- AIM OF THE TASK -
Turn the lines from the one holding "query: the noun phrase to segment: red icing" through the one holding "30], [122, 30]]", inclusive, into a numbered list with blank lines left out.

--- Start of DATA FOR THIS EXERCISE ---

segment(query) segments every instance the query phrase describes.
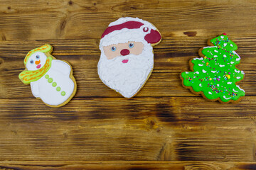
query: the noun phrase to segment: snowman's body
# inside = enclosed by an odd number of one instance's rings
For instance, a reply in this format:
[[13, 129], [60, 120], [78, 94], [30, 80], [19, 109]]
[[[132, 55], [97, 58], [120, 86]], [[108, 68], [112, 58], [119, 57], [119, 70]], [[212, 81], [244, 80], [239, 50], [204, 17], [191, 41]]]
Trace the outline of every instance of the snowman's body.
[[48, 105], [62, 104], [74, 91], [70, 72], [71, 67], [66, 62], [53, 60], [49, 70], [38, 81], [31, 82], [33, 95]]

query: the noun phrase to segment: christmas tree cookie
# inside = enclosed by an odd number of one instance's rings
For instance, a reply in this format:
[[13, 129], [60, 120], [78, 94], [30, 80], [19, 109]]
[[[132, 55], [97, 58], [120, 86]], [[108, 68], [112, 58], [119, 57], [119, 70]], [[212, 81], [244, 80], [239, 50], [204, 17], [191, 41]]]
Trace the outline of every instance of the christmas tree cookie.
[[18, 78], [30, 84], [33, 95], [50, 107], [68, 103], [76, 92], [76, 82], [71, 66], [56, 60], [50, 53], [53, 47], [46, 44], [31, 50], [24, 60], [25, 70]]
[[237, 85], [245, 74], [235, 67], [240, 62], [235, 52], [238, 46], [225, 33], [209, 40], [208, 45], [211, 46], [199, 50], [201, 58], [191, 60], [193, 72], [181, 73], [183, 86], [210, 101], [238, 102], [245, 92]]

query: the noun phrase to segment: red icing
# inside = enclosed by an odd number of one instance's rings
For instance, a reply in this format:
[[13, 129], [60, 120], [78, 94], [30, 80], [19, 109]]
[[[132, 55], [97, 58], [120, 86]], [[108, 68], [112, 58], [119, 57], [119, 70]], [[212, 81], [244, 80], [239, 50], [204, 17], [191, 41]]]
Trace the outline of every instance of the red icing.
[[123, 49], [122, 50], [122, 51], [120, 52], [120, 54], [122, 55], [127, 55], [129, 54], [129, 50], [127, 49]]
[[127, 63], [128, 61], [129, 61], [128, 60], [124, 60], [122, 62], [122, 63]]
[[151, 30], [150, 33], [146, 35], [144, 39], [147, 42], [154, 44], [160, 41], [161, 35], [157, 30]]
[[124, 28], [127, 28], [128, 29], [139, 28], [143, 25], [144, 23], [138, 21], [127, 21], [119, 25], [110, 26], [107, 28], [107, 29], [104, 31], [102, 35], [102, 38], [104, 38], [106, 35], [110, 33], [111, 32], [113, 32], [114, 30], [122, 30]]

--- End of DATA FOR THIS EXERCISE ---
--- Start of DATA FOR THIS EXERCISE ---

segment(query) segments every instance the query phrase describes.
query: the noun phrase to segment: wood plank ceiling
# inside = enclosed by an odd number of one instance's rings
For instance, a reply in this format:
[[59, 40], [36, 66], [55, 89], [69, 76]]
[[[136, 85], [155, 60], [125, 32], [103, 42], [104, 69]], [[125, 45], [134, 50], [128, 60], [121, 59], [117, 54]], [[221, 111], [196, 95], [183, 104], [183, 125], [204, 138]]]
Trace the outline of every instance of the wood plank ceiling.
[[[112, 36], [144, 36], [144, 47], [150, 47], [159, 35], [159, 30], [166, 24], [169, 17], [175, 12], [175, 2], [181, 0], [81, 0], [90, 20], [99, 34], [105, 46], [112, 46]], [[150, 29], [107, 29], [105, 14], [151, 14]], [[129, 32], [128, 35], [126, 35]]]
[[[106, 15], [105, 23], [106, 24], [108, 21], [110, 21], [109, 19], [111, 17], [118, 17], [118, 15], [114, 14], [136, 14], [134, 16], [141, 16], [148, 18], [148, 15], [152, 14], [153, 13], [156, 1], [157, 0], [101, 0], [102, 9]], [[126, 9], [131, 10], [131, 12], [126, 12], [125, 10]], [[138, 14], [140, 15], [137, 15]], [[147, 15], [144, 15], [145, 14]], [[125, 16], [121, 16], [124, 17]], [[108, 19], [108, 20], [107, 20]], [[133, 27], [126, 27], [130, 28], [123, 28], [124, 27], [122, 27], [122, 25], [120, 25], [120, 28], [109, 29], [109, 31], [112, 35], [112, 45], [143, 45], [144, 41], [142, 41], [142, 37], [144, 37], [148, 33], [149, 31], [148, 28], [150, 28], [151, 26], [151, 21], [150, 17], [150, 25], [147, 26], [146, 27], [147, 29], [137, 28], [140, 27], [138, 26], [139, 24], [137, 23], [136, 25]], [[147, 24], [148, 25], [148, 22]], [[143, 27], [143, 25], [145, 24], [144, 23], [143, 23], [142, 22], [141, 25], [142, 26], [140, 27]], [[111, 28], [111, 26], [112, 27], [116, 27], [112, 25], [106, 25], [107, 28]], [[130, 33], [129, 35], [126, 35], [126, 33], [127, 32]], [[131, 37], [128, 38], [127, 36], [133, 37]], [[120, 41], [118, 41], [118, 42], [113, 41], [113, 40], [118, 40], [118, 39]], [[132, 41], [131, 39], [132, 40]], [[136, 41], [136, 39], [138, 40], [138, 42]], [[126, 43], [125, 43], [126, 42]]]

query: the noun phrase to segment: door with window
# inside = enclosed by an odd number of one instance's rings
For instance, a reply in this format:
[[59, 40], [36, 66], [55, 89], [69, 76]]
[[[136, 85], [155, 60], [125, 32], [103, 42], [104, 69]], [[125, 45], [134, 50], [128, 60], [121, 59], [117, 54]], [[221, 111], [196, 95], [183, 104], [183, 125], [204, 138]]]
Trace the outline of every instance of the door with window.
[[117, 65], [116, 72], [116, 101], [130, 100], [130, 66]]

--- End of DATA FOR THIS EXERCISE ---

- SOLVED PROBLEM -
1. query: the noun phrase to segment: red icing
2. # inside = enclosed by an odd number of one instance's rings
3. For instance, a reply in this format:
4. [[13, 129], [60, 120], [78, 94], [30, 80], [19, 109]]
5. [[[132, 55], [97, 58], [120, 86]], [[108, 68], [112, 58], [119, 57], [119, 70]], [[212, 81], [244, 80], [239, 50], [204, 17], [191, 41]]]
6. Trace the outline of every instance of the red icing.
7. [[123, 49], [122, 50], [122, 51], [120, 52], [120, 54], [122, 55], [127, 55], [129, 54], [129, 50], [127, 49]]
8. [[127, 63], [128, 61], [129, 61], [128, 60], [124, 60], [122, 62], [122, 63]]
9. [[151, 30], [150, 33], [146, 35], [144, 39], [147, 42], [154, 44], [160, 41], [161, 35], [157, 30]]
10. [[124, 28], [127, 28], [128, 29], [139, 28], [143, 25], [144, 23], [138, 21], [127, 21], [119, 25], [110, 26], [107, 28], [107, 29], [104, 31], [102, 35], [102, 38], [104, 38], [106, 35], [110, 33], [111, 32], [113, 32], [114, 30], [122, 30]]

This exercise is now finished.